--- Begin MATERIAL FOR THIS TASK ---

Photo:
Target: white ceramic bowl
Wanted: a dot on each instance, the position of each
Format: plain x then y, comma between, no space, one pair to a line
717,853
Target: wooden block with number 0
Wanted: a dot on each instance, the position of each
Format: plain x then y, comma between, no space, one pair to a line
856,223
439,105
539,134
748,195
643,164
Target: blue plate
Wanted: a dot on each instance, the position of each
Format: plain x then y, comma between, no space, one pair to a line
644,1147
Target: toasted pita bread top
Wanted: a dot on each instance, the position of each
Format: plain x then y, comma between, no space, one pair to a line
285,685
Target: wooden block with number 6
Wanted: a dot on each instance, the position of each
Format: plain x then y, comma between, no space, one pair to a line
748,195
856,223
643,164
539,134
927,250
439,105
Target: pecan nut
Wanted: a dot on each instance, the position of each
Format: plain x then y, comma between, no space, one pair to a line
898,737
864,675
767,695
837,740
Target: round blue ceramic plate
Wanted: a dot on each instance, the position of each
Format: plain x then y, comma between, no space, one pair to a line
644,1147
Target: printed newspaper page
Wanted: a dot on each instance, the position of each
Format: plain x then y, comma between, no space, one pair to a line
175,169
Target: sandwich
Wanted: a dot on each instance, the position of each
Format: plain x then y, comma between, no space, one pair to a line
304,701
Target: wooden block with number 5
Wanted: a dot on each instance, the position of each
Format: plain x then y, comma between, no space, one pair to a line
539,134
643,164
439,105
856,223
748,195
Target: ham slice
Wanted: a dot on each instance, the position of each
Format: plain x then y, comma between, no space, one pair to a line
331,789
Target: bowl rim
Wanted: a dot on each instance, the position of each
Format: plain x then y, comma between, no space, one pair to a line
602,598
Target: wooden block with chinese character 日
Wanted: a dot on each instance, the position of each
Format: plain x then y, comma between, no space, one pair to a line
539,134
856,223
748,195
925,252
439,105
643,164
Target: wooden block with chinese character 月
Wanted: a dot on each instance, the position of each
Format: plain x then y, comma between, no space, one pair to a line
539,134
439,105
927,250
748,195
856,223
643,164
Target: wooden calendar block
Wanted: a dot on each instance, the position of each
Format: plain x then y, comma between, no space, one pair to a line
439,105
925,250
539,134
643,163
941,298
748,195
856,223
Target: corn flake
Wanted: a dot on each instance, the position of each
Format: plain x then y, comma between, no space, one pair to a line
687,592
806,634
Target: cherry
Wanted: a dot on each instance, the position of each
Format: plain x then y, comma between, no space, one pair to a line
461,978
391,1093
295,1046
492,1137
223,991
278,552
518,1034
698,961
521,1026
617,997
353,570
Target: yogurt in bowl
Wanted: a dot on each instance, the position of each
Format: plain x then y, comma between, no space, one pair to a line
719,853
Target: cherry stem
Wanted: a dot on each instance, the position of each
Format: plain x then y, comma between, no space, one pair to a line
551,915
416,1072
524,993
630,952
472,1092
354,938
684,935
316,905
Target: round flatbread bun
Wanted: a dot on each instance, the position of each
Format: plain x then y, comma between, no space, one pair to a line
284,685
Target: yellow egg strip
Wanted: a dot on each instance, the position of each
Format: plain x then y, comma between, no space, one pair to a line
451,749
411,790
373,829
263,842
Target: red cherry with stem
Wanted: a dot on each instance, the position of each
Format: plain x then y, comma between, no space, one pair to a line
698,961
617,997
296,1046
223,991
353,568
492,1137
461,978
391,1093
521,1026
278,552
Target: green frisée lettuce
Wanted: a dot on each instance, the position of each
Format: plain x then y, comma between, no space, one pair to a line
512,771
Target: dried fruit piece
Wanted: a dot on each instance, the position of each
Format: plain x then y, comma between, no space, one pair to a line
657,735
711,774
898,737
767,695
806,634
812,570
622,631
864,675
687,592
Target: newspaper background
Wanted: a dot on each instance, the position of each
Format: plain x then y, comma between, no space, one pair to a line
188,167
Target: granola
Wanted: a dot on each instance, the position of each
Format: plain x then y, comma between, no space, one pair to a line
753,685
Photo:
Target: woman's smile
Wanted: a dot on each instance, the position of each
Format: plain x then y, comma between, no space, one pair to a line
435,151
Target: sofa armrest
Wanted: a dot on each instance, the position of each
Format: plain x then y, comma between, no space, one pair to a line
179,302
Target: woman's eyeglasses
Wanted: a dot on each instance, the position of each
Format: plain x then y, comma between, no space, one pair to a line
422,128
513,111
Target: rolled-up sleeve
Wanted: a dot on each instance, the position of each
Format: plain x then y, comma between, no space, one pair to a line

--- End MATERIAL FOR THIS TASK ---

WHAT THE TASK ASKS — Repeat the items verbatim, starting at the line that contains "Target: rolled-up sleeve" and continuing through the final line of the items above.

THE SOLUTION —
Target: rolled-up sleeve
Wanted: a dot on each instance, the position of each
Format: plain x then y, comma between, no space, one pair to a line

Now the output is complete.